* Exercise requirements *
Every entry below should be printed again exactly as it reads.

[Saved entries]
####################

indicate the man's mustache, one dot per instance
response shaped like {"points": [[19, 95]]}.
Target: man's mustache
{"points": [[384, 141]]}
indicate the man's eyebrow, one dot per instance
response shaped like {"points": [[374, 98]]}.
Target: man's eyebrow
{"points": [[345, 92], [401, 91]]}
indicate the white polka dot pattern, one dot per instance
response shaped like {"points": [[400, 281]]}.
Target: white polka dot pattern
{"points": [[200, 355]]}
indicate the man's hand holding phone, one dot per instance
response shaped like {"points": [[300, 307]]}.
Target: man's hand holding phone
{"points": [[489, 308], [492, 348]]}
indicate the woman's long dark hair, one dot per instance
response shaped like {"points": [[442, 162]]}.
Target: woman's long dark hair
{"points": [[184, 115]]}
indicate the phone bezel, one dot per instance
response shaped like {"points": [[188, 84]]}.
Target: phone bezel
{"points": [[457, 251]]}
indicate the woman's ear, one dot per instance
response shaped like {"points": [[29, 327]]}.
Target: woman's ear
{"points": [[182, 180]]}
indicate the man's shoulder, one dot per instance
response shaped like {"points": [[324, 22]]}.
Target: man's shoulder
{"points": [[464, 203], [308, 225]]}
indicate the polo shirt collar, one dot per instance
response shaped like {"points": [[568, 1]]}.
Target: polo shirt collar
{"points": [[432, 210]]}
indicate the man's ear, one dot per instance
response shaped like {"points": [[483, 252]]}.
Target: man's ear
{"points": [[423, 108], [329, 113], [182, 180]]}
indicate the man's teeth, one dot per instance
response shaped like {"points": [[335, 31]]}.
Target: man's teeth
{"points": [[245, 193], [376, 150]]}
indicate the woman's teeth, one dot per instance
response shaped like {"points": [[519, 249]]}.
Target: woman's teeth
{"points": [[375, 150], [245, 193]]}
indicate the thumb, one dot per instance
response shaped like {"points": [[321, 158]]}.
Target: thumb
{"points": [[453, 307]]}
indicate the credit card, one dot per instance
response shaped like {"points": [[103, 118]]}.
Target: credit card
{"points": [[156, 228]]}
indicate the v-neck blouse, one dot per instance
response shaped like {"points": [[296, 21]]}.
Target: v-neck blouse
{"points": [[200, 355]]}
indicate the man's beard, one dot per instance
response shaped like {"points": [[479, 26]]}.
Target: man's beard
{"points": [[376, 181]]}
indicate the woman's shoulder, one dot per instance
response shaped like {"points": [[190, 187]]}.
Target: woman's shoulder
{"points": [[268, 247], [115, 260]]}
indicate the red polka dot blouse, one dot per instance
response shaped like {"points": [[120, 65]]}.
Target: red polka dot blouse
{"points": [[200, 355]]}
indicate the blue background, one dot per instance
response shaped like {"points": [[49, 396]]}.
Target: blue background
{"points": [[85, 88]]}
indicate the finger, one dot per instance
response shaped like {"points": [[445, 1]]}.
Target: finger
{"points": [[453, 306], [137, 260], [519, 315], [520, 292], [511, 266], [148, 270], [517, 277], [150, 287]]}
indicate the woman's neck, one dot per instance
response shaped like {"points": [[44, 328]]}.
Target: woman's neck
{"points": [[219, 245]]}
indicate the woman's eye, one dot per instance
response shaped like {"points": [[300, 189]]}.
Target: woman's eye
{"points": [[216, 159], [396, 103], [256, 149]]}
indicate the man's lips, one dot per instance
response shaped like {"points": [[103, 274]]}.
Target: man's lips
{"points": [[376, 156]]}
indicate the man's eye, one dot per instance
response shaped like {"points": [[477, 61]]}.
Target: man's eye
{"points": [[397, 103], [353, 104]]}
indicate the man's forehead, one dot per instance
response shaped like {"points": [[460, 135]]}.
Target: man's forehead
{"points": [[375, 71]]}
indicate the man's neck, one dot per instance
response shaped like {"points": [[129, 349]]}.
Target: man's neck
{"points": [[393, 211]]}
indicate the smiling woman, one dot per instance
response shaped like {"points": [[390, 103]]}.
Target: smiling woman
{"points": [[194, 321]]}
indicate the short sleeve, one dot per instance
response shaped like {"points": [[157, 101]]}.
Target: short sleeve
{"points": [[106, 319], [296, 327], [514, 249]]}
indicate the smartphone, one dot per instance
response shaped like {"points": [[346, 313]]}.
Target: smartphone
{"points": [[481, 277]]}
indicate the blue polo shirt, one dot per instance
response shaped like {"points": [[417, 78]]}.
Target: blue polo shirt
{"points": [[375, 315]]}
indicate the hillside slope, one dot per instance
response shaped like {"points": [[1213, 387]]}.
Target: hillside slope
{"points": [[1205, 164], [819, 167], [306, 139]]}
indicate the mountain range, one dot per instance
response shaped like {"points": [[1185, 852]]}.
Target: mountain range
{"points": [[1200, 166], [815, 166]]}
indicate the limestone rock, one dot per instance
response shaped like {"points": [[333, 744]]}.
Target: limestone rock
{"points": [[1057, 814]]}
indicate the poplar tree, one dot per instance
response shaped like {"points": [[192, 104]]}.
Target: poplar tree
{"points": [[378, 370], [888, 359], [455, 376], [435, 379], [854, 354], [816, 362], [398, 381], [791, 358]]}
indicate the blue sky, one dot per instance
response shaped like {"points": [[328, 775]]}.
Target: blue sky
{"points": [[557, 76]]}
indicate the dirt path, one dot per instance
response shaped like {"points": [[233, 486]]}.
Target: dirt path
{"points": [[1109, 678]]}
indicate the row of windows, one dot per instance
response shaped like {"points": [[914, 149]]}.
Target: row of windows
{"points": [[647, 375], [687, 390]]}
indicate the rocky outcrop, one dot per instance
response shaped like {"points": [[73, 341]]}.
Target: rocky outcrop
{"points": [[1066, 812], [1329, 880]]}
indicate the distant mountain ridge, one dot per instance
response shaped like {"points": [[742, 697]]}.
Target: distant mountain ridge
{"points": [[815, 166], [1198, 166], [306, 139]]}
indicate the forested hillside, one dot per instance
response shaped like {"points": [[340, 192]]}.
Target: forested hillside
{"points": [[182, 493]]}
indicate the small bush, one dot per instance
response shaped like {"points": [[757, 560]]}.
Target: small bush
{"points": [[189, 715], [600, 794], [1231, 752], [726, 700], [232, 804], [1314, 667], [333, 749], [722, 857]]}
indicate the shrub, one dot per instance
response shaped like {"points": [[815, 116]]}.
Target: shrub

####################

* Result of this exercise *
indicate the man's mustache, one dot per instance
response shaped like {"points": [[19, 95]]}.
Target: man's mustache
{"points": [[384, 141]]}
indicate the man's eyebrow, one dot per instance
response shaped like {"points": [[374, 98]]}.
Target: man's eyebrow
{"points": [[345, 92], [401, 91]]}
indicate the white polka dot pattern, one dot per instance
response shaped like {"points": [[400, 281]]}.
Target: white polka dot pattern
{"points": [[200, 355]]}
indicate the man's hand holding phone, one dot per instance
response shaped like {"points": [[300, 307]]}.
Target: man's hand holding phone
{"points": [[489, 308], [492, 348]]}
indicate the woman's long dark hair, one dot per instance
response shaped like {"points": [[442, 162]]}.
Target: woman's long dark hair
{"points": [[184, 115]]}
indicate the phone bezel, one dot per instance
response shaped like {"points": [[188, 84]]}.
Target: phone bezel
{"points": [[457, 251]]}
indicate the woman's ear, one dot per instance
response shaped like {"points": [[29, 327]]}.
Target: woman's ear
{"points": [[182, 180]]}
indicate the man's shoulder, one dot per instance
response shaped like {"points": [[324, 22]]}.
Target: man's shoulder
{"points": [[464, 203], [308, 225]]}
indicate the polo shirt collar, one dot per instance
response shaped like {"points": [[568, 1]]}.
Target: polo shirt collar
{"points": [[432, 210]]}
indicate the man's ear, one dot per instance
response shaped like {"points": [[483, 252]]}.
Target: man's ear
{"points": [[423, 108], [329, 113], [182, 180]]}
indicate the man's teeth, one dot per instance
response shaped like {"points": [[335, 31]]}.
Target: man's teeth
{"points": [[245, 193], [376, 150]]}
indicate the woman's teeth, one dot per instance
response shaped like {"points": [[519, 249]]}.
Target: woman's teeth
{"points": [[375, 150], [245, 193]]}
indicate the thumb, one dot per instance
response shaped like {"points": [[321, 158]]}.
Target: thumb
{"points": [[453, 307]]}
indicate the credit card, one dot per instance
response shaped like {"points": [[103, 118]]}.
Target: credit card
{"points": [[156, 228]]}
indicate the v-neck blouse, one dot per instance
response shaped like {"points": [[296, 21]]}.
Target: v-neck blouse
{"points": [[200, 355]]}
indicate the man's beard, one dot per instance
response shaped like {"points": [[479, 26]]}.
Target: man's beard
{"points": [[376, 181]]}
indicate the woman's shoulder, one dot per instance
response shaped like {"points": [[190, 187]]}.
Target: woman's shoulder
{"points": [[268, 247], [115, 260]]}
indicate the red polka dot blouse, one dot per instance
response shaped like {"points": [[120, 65]]}.
Target: red polka dot blouse
{"points": [[200, 355]]}
indicate the blue background, one dot per instance
response shaped like {"points": [[49, 396]]}.
Target: blue background
{"points": [[85, 88]]}
indicate the finger, one dot per instance
response shaped like {"points": [[445, 1]]}.
Target: finger
{"points": [[453, 306], [137, 260], [519, 315], [520, 292], [511, 266], [148, 270], [517, 277], [150, 287]]}
indicate the woman's neck, one dot per instance
response shaped like {"points": [[44, 328]]}.
Target: woman's neck
{"points": [[219, 245]]}
indicate the woman's eye, one dot per instance
response shaped like {"points": [[300, 189]]}.
Target: woman's eye
{"points": [[216, 159], [396, 103], [256, 149]]}
indicate the man's lips, one dot per instance
response shaped like {"points": [[103, 274]]}.
Target: man's lips
{"points": [[376, 156]]}
indicate the man's eye, one dot per instance
response shaped like {"points": [[477, 61]]}.
Target: man's eye
{"points": [[397, 103], [353, 104]]}
indicate the man's forehead, one dot per instance
response shaped like {"points": [[460, 135]]}.
Target: man's forehead
{"points": [[375, 71]]}
indicate the man's neck, one dot per instance
response shaped like {"points": [[129, 349]]}.
Target: man's neck
{"points": [[393, 211]]}
indicate the smiling woman, one dot per instance
response shaped like {"points": [[390, 103]]}.
Target: smiling woman
{"points": [[194, 321]]}
indicate the short sleeve, one dot per instance
response shaped like {"points": [[157, 101]]}.
Target: short sleeve
{"points": [[106, 319], [296, 327], [514, 249]]}
indicate the smartphone, one dot per instance
response shaped like {"points": [[346, 313]]}.
Target: smartphone
{"points": [[481, 277]]}
indicate the blue polo shirt, one dot per instance
response shaped like {"points": [[417, 78]]}.
Target: blue polo shirt
{"points": [[375, 315]]}
indicate the hillside slope, one dot per instance
response shaped like {"points": [[1213, 387]]}.
Target: hillside slope
{"points": [[1205, 164], [819, 167], [306, 139]]}
indicate the mountain range, one dot per instance
response shaped like {"points": [[1185, 852]]}.
Target: mountain range
{"points": [[1200, 166], [815, 166]]}
indicate the limestone rock, one dot per instance
response shaped like {"points": [[333, 744]]}.
Target: limestone rock
{"points": [[1057, 814]]}
indicate the poplar tree, one dot per instance
response shaped like {"points": [[192, 104]]}.
Target: poplar tree
{"points": [[378, 370], [888, 359], [455, 376], [435, 379], [854, 354], [816, 362], [398, 381], [791, 358]]}
indicate the blue sky, one dot per instance
response shaped like {"points": [[328, 775]]}.
Target: blue sky
{"points": [[557, 76]]}
indicate the dirt path, one dot per instance
response shaped like {"points": [[233, 486]]}.
Target: dirt path
{"points": [[1109, 678]]}
indicate the row of windows, one dot per instance
response shaped like {"points": [[914, 149]]}.
Target: row of windows
{"points": [[647, 375], [687, 390]]}
indicate the rocky outcrop, one dot per instance
response shaped like {"points": [[73, 341]]}.
Target: rocky outcrop
{"points": [[1066, 812], [1329, 880]]}
indicate the distant mountain ridge, one dot per instance
response shaped like {"points": [[742, 697]]}.
Target: distant mountain ridge
{"points": [[815, 166], [1198, 166], [306, 139]]}
indicate the forested hillside, one dot per instance
response shaped like {"points": [[340, 192]]}.
Target: forested hillside
{"points": [[182, 493]]}
indicate the small bush, one dot per instance
response shaped like {"points": [[757, 560]]}.
Target: small bush
{"points": [[189, 715], [600, 794], [1231, 752], [726, 700], [232, 804], [1314, 667], [333, 749], [722, 857]]}
indicate the shrub, one dot per instance
response shaped like {"points": [[815, 116]]}.
Target: shrub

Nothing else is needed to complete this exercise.